▶ [Given task 1]: Retype the records from the line with "Wildlife-survey tagging: tag each instance of the fallen" up to and including the last line of the records.

▶ [Source document]:
--

Are we witnessing the all-time “golden age” of Georgia football?
Since the Dawgs won their second consecutive national championship, I’ve seen a lot of discussions about whether Stetson Bennett is the GOAT, when it comes to Georgia football players, but I think a look at the bigger picture is in order. Where does the program stand?
At the end of this season’s big win over Tennessee, which cemented Georgia’s hold on No. 1 in the College Football Playoff rankings, I tweeted: “These are the glory years. Enjoy every second.”
And, if anything, the “glory years” have gotten more glorious since then.
A couple of recent media moments set me to thinking again about Georgia’s place in college football. First, David Pollack said on ESPN that Georgia was the new king of college football, and he did this while sitting next to a stone-faced Nick Saban.
And, I was reading Ari Wasserman’s national recruiting mailbag for the Athletic. Asked a reader: “Do we officially switch the nationwide hatred for Alabama with Georgia now?”
Maybe SEC Network’s Paul Finebaum was right, and Georgia is the new Alabama.
Regardless, after back-to-back championships, with the latest marking the third time in six seasons that the Dawgs have played for the national title, I feel comfortable drawing this conclusion:
We may be just seven seasons into the Kirby Smart era at UGA, but this is the golden age in Georgia football history, surpassing the early 1980s run under Vince Dooley and the 1940s heyday of Wally Butts.
The Bulldogs won only one national title during each of those periods, and, while those coaches spent many more years at the helm than Smart has so far, it’s only fair to point out that they weren’t dominant overall. The Dawgs were mediocre in many of the seasons coached by Butts after the 1940s, and even Dooley’s greatest success came mostly in isolated seasons, aside from 1980-83, though his teams generally were good.
Butts had his program at a high level for five seasons spread out over an eight-year period, and then went into a very long decline, before having one more really good team in his next to last season.
The peaks of the Dooley program came in shorter bursts: He tended to have a very good season and then a few mediocre ones and then another really good one, and so on. Actually, 1980-83 was his longest sustained period of excellence. (Some folks also forget that Dooley was on the hot seat in 1974, when he was hung in effigy by fans in Athens, before bouncing back the next season.)
Meanwhile, Mark Richt, who has the overall second-highest winning percentage among UGA football head coaches, came close several times to having a team contend for a natty, but always fell just short. His time at UGA was closer to Dooley’s in its ebb and flow.
Smart, on the other hand, has broken through whatever glass ceiling covered the UGA program during the Richt years.

--

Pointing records
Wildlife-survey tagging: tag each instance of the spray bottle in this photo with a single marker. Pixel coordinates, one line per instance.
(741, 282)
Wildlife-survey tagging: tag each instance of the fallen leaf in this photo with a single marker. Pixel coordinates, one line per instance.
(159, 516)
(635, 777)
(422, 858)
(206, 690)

--

▶ [Given task 2]: According to the Georgia football column, why does the current era surpass the early 1980s under Vince Dooley and the 1940s under Wally Butts?

▶ [Finished answer 1]:
Wildlife-survey tagging: tag each instance of the fallen leaf in this photo with a single marker. Pixel coordinates, one line per instance.
(159, 516)
(635, 777)
(422, 858)
(206, 690)

▶ [Finished answer 2]: Georgia has won back-to-back championships and played for the national title three times in six seasons. The Bulldogs won only one national title in each of the earlier periods, and those coaches were not dominant overall. Butts's teams were mediocre in many seasons after the 1940s, and Dooley's greatest success came mostly in isolated seasons, apart from 1980-83.